*** Opening Supplied data ***

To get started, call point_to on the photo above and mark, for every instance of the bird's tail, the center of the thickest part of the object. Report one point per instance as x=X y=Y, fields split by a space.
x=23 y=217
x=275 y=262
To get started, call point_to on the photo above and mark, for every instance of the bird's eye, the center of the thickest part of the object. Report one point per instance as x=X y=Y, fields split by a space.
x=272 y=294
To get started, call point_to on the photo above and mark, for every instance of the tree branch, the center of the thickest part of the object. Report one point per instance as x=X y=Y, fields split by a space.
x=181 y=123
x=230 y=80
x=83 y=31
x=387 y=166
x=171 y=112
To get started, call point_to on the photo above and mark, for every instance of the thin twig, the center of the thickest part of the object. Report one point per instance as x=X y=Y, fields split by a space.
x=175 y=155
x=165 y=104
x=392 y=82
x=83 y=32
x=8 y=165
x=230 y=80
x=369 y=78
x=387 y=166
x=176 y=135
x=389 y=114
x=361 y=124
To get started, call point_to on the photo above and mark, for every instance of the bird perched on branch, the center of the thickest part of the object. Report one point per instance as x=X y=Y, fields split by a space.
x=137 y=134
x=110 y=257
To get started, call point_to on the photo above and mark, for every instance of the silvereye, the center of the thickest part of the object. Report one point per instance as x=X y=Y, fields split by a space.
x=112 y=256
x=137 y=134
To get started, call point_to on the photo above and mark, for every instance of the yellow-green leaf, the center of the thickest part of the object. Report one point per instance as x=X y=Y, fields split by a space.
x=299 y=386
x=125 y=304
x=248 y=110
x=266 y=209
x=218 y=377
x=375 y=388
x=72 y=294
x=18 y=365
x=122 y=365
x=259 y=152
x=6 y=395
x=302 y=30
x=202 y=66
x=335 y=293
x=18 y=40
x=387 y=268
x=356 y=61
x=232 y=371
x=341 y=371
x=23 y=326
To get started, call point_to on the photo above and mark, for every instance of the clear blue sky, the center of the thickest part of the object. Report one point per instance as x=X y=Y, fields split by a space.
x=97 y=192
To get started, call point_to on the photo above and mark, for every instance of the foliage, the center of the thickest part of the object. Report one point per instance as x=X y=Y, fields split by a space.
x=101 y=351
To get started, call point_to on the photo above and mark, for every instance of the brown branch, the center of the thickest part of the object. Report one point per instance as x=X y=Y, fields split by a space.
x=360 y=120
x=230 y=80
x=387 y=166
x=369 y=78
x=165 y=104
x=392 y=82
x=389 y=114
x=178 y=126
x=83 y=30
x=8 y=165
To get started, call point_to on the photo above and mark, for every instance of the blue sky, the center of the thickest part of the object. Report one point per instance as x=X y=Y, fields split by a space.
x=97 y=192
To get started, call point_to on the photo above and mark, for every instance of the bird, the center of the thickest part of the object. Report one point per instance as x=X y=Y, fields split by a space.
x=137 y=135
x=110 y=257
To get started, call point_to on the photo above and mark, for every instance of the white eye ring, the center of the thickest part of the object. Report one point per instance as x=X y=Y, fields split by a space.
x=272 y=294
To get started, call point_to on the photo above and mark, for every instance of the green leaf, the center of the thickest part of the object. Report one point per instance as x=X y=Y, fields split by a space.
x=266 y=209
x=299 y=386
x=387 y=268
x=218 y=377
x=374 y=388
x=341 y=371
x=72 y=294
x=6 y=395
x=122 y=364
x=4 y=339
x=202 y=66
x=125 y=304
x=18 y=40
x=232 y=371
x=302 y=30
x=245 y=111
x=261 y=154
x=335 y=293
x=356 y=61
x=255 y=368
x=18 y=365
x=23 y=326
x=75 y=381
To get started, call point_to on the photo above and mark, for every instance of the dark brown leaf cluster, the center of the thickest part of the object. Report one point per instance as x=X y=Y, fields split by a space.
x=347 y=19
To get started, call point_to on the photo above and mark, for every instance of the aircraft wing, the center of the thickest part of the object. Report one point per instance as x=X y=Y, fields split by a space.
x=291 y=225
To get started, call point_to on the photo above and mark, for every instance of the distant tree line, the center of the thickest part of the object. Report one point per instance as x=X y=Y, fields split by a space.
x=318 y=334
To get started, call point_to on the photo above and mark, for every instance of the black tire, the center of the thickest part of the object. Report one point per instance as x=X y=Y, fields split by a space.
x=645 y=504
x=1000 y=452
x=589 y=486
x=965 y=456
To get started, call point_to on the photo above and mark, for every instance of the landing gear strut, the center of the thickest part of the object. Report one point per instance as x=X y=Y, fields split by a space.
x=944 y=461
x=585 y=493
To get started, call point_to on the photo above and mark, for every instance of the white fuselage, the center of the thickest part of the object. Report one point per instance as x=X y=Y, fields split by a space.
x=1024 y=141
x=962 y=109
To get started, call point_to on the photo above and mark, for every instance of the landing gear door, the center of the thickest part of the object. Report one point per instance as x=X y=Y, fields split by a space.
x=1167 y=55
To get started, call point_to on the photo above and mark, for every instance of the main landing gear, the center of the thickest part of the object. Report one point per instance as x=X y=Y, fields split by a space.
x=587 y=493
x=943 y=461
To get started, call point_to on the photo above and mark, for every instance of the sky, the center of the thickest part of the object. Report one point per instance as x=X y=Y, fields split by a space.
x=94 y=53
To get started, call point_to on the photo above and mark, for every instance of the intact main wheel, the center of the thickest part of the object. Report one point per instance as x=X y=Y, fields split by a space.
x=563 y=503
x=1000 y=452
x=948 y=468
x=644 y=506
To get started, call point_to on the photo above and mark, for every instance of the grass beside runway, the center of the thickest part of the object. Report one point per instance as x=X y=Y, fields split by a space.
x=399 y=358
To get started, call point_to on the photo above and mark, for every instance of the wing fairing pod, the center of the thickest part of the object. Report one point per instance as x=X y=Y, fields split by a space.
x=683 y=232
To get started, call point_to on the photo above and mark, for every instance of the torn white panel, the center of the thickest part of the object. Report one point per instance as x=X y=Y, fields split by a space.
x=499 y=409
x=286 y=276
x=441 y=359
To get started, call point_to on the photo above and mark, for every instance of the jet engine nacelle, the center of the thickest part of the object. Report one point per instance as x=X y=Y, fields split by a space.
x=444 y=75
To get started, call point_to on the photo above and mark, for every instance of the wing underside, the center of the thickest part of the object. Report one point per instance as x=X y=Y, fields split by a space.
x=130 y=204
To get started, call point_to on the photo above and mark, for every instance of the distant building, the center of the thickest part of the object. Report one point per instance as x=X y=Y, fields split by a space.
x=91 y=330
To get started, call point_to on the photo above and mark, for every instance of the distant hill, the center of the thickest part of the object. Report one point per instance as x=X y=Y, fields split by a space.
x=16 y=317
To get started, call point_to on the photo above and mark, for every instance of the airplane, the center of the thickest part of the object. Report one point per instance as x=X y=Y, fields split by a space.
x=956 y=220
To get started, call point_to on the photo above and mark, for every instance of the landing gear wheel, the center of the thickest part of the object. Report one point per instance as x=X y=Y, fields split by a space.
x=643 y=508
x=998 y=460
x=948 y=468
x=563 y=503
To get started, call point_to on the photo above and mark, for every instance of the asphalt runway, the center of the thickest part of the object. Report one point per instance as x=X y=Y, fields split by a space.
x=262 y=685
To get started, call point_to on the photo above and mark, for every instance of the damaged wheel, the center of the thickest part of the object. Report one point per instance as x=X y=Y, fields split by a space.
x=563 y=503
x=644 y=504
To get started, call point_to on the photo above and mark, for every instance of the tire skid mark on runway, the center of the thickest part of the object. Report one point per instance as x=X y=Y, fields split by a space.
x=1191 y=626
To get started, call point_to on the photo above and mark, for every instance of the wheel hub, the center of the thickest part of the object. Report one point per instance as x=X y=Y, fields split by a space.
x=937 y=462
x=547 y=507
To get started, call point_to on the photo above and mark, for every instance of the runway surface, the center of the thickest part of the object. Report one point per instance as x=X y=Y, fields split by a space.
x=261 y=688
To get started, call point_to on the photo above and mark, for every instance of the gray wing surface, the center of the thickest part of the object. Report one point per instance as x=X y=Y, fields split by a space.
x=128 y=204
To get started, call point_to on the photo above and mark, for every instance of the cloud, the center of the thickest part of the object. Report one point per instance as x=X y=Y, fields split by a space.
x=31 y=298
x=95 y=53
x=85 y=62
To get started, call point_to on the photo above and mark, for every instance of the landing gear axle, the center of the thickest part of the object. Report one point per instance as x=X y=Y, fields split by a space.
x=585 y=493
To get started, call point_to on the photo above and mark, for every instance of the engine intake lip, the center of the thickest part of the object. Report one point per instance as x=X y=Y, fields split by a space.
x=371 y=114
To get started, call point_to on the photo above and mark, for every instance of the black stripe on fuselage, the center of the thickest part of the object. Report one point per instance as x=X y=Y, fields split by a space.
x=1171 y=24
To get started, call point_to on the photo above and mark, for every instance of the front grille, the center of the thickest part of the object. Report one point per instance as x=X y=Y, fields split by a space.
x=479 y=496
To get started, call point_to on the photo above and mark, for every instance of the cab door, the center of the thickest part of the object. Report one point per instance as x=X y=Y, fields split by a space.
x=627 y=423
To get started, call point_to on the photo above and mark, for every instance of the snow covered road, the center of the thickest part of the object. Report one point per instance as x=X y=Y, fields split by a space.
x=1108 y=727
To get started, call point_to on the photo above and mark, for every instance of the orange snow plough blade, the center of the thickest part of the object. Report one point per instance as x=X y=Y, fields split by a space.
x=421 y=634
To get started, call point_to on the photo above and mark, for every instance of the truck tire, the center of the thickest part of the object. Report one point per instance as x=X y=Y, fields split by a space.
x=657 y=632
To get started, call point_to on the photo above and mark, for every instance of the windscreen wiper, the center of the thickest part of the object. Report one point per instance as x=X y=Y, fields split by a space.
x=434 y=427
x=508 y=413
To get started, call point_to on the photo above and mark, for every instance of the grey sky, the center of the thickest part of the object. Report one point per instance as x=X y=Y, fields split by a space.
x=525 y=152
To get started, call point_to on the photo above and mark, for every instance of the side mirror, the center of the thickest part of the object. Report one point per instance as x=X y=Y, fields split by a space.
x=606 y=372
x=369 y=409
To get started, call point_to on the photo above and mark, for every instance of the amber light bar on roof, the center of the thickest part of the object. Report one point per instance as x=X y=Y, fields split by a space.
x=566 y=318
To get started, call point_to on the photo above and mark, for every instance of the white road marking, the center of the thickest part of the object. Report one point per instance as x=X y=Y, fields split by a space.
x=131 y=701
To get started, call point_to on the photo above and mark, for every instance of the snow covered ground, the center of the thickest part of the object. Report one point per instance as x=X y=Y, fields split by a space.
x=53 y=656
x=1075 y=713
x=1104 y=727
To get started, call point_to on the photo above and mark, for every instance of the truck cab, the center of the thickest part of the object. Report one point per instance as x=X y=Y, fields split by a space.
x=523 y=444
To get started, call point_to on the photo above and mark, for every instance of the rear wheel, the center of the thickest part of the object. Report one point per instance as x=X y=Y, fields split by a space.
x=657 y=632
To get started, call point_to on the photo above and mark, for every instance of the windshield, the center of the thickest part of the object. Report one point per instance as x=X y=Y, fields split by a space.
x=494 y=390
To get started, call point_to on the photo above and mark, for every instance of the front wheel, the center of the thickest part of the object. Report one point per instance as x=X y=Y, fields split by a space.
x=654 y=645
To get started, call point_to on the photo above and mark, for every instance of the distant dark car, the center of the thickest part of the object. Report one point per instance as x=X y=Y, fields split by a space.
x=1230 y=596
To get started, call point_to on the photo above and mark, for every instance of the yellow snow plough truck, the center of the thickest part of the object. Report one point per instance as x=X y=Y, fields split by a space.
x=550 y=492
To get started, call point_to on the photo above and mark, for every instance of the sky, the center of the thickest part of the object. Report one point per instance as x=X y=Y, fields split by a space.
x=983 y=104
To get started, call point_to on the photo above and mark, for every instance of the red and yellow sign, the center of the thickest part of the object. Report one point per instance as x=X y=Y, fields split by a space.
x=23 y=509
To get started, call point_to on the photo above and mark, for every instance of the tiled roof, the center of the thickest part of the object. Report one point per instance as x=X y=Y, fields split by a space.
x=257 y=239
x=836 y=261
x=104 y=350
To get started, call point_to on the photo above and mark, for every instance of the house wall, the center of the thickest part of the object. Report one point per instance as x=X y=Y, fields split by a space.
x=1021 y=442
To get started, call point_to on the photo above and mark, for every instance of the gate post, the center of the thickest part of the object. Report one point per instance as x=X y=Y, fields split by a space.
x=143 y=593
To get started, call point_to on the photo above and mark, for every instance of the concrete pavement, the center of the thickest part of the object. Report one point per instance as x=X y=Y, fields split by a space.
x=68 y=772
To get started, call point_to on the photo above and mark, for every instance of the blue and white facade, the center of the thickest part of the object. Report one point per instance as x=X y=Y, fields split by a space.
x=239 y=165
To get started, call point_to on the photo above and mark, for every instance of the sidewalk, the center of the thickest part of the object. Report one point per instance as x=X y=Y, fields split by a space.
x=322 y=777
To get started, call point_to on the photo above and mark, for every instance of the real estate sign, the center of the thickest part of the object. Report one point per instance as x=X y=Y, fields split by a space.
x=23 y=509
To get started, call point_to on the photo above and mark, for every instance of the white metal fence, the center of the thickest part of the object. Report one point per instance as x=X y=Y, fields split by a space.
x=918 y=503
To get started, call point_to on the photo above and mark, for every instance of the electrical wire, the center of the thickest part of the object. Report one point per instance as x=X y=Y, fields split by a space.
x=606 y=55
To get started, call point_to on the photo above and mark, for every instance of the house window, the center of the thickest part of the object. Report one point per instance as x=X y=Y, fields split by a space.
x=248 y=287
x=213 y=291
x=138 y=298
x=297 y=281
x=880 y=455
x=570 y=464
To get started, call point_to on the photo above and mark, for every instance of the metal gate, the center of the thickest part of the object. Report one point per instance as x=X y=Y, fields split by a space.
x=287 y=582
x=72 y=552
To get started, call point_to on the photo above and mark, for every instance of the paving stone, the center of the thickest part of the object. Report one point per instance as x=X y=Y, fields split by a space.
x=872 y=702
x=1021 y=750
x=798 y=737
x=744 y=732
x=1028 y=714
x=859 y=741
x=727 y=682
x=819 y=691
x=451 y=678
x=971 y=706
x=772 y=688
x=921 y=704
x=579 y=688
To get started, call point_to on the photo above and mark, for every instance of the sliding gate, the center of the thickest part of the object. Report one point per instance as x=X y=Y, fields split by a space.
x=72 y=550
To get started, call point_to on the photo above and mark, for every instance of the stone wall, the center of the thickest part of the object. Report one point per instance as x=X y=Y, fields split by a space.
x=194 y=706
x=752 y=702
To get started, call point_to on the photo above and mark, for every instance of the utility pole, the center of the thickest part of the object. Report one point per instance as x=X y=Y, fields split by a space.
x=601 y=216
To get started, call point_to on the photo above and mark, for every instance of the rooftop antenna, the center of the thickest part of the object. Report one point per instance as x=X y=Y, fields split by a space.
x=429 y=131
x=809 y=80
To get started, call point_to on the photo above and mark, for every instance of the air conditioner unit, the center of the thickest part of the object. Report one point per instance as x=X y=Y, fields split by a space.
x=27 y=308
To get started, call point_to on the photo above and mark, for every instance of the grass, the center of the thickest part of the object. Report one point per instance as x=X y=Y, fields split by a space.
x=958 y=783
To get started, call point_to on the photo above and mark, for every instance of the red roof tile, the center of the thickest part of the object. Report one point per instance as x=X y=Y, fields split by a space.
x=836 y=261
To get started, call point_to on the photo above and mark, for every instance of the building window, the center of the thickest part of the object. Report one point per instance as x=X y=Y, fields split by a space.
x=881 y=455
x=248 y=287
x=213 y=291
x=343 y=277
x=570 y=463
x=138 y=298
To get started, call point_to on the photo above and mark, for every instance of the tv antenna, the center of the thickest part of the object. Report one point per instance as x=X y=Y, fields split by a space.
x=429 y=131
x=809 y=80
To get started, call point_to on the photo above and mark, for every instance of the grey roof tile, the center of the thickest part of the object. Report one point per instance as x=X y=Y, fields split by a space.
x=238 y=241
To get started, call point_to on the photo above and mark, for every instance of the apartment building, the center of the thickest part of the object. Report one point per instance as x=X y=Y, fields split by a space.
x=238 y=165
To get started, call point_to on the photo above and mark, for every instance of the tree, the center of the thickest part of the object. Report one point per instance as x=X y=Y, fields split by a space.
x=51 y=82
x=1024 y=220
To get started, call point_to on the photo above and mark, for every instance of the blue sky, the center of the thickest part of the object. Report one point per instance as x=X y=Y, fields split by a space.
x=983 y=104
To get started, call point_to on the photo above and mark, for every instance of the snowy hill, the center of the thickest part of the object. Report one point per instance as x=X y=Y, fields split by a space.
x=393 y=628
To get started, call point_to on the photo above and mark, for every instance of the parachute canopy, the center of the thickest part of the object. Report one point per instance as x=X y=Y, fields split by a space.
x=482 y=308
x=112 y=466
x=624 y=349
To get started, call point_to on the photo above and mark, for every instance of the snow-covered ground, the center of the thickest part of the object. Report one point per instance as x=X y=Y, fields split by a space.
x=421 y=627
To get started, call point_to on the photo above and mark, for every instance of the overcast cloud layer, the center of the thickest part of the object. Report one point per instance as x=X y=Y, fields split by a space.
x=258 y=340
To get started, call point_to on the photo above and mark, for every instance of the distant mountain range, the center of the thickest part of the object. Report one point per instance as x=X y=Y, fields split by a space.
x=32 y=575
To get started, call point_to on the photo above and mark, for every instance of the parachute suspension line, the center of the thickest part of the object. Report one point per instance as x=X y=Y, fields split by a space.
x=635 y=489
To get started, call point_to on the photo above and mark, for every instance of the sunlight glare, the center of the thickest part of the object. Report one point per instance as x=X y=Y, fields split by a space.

*** Closing Supplied data ***

▶ _What to do_: Your task is to copy exactly, and only, the lines from the line with "the parachute suspension" through the last line of the entries, both included.

▶ _Worked solution_:
To get started, call point_to on the photo above and mark, for every instance of the parachute suspension line, the center of the thickest part of the object. Report one point per instance as x=X y=Y, fields split by a space.
x=635 y=489
To get started, call point_to on the photo above and mark, for every instance of the sunlight glare, the center of the thickest part of the object. Report one point per instance as x=X y=Y, fields split by a space.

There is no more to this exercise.